*Task goal*
Each record is to be given again without alteration.

Items from a dataset
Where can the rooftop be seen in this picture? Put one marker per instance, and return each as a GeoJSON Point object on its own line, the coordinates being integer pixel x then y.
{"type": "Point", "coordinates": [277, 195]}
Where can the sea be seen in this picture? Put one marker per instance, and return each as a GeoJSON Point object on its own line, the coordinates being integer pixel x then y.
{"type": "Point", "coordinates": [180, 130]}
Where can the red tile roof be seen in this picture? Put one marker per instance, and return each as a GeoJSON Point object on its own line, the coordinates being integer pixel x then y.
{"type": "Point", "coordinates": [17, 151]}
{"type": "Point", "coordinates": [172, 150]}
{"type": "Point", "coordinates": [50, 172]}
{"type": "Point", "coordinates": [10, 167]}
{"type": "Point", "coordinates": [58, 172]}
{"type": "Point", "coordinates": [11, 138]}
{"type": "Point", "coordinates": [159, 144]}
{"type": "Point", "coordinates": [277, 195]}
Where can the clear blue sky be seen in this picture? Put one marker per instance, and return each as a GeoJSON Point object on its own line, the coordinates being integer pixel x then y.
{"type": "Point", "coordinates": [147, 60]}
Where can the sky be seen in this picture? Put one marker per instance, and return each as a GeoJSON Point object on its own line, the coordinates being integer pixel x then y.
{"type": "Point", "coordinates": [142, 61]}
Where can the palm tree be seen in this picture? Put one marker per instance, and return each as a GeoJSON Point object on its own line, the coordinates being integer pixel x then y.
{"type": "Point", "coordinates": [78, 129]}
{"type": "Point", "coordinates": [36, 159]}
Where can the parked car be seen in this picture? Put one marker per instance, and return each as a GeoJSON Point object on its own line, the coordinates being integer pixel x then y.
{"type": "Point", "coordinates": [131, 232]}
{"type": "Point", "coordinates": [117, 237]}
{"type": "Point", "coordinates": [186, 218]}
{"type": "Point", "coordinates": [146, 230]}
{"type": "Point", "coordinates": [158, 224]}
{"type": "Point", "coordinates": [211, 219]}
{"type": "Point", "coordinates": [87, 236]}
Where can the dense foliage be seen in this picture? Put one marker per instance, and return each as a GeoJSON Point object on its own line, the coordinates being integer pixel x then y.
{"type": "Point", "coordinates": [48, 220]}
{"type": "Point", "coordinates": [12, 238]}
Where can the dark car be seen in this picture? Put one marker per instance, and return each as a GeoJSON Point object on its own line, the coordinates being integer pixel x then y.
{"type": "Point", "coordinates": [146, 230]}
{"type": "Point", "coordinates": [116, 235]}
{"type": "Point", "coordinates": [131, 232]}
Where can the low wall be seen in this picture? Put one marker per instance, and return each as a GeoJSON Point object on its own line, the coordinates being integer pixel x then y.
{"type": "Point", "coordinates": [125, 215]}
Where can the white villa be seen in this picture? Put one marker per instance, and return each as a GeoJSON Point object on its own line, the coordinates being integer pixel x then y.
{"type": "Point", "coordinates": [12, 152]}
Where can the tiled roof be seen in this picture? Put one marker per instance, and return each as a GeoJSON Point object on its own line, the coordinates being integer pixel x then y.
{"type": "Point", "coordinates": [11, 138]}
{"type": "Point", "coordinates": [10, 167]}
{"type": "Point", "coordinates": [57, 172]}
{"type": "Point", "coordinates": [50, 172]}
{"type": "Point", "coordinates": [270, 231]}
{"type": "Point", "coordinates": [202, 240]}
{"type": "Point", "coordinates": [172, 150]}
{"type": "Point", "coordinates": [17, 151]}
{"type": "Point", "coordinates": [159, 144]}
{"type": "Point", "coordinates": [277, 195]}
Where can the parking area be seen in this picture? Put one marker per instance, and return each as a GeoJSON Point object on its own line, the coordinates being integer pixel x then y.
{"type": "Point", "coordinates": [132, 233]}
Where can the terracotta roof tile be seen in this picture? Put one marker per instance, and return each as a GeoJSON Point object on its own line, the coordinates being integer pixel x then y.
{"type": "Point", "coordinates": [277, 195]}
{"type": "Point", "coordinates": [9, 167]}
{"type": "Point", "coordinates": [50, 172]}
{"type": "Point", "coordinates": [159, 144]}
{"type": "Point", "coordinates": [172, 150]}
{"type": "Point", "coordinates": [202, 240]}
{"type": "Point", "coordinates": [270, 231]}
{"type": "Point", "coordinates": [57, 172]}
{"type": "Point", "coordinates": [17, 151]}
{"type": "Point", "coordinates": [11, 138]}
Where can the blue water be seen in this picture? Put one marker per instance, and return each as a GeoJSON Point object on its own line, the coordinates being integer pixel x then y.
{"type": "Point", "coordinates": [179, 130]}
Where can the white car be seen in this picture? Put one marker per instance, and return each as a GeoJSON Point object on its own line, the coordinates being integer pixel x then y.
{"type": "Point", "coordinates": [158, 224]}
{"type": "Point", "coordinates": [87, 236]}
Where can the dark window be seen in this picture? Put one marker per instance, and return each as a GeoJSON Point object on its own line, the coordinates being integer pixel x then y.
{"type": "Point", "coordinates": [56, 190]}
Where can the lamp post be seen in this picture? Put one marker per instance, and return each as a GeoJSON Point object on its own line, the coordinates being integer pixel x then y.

*Expected output*
Where can the rooftop be seen in this picture? Put one marker per instance, and return each as a GeoJSON Point object on its own line, the coordinates being integer pixel x then y.
{"type": "Point", "coordinates": [277, 195]}
Where can the sea be seen in this picture? Put one marker per instance, and return each as a GeoJSON Point object on its own line, the coordinates being integer pixel x then y.
{"type": "Point", "coordinates": [180, 130]}
Where can the red tile roof be seen in this picture? Put one marker per instance, and return each as a GeoJSON Point object on its own line, the coordinates being integer pixel x then y.
{"type": "Point", "coordinates": [17, 151]}
{"type": "Point", "coordinates": [172, 150]}
{"type": "Point", "coordinates": [50, 172]}
{"type": "Point", "coordinates": [10, 167]}
{"type": "Point", "coordinates": [58, 172]}
{"type": "Point", "coordinates": [11, 138]}
{"type": "Point", "coordinates": [159, 144]}
{"type": "Point", "coordinates": [277, 195]}
Where can the clear blue sky be seen in this picture? Put one marker per instance, and return each as a GeoJSON Point object on its own line, the coordinates being integer pixel x then y.
{"type": "Point", "coordinates": [147, 60]}
Where can the sky be seen in this picture? Put one marker per instance, and return each as a GeoJSON Point object on its own line, the coordinates being integer pixel x then y.
{"type": "Point", "coordinates": [142, 61]}
Where can the palm tree be seen in this picture? Put one marker per instance, and return each as a GeoJSON Point object on its own line, the coordinates being integer pixel x then y.
{"type": "Point", "coordinates": [78, 129]}
{"type": "Point", "coordinates": [36, 159]}
Where can the parked car be seen in this picture? Put one marker per instance, and return each as a GeoJSON Point object on its own line, the coordinates being integer pixel x then y.
{"type": "Point", "coordinates": [131, 232]}
{"type": "Point", "coordinates": [117, 237]}
{"type": "Point", "coordinates": [186, 218]}
{"type": "Point", "coordinates": [146, 230]}
{"type": "Point", "coordinates": [158, 224]}
{"type": "Point", "coordinates": [211, 219]}
{"type": "Point", "coordinates": [87, 236]}
Where can the dense foliage be seen in this picture? Put one marker per instance, and return each as a GeoJSON Point object on its own line, the coordinates being integer pixel x then y.
{"type": "Point", "coordinates": [48, 220]}
{"type": "Point", "coordinates": [12, 238]}
Where can the dark car be seen in this picture? Put one marker per instance, and return each as a GeoJSON Point object on its own line, the coordinates being integer pixel x then y.
{"type": "Point", "coordinates": [146, 230]}
{"type": "Point", "coordinates": [116, 235]}
{"type": "Point", "coordinates": [131, 232]}
Where can the low wall be seen in this picture? Put one marker per instance, and return each as a GeoJSON Point object on its own line, the coordinates being integer pixel x then y.
{"type": "Point", "coordinates": [125, 215]}
Where can the white villa be seen in this picture? Put one marker per instance, and return each as a GeoJSON Point object on its own line, the coordinates being integer pixel x then y.
{"type": "Point", "coordinates": [12, 152]}
Where can the tiled roof be seen in this picture? Put one marker per instance, and return each as a GeoJSON Point object on its own line, the coordinates being integer pixel x then y.
{"type": "Point", "coordinates": [11, 138]}
{"type": "Point", "coordinates": [10, 167]}
{"type": "Point", "coordinates": [57, 172]}
{"type": "Point", "coordinates": [50, 172]}
{"type": "Point", "coordinates": [270, 231]}
{"type": "Point", "coordinates": [202, 240]}
{"type": "Point", "coordinates": [172, 150]}
{"type": "Point", "coordinates": [17, 151]}
{"type": "Point", "coordinates": [159, 144]}
{"type": "Point", "coordinates": [277, 195]}
Where can the parking area be seen in this picture? Put one marker per instance, and return each as a GeoJSON Point object on its own line, the coordinates being integer pixel x then y.
{"type": "Point", "coordinates": [132, 233]}
Where can the terracotta roof tile be seen in this picture? Put one marker per instance, and return each as a GeoJSON Point object on its own line, the coordinates being integer pixel x then y.
{"type": "Point", "coordinates": [277, 195]}
{"type": "Point", "coordinates": [9, 167]}
{"type": "Point", "coordinates": [50, 172]}
{"type": "Point", "coordinates": [159, 144]}
{"type": "Point", "coordinates": [172, 150]}
{"type": "Point", "coordinates": [202, 240]}
{"type": "Point", "coordinates": [270, 231]}
{"type": "Point", "coordinates": [57, 172]}
{"type": "Point", "coordinates": [17, 151]}
{"type": "Point", "coordinates": [11, 138]}
Where can the blue water be seen in this picture? Put one marker per instance, and return each as a GeoJSON Point object on its own line, the coordinates being integer pixel x then y.
{"type": "Point", "coordinates": [179, 130]}
Where can the white car be seen in this picture? Put one marker per instance, and return each as a GeoJSON Point object on its own line, the coordinates being integer pixel x then y.
{"type": "Point", "coordinates": [158, 224]}
{"type": "Point", "coordinates": [87, 236]}
Where can the dark window be seen in this picture? Put one marker per instance, and return each as a GeoJSON Point object on its own line, the coordinates being integer pixel x then y.
{"type": "Point", "coordinates": [56, 190]}
Where can the lamp post be seen in this picture? Put one marker per instance, and return each as a GeoJSON Point object on its own line, the coordinates being integer pixel x then y.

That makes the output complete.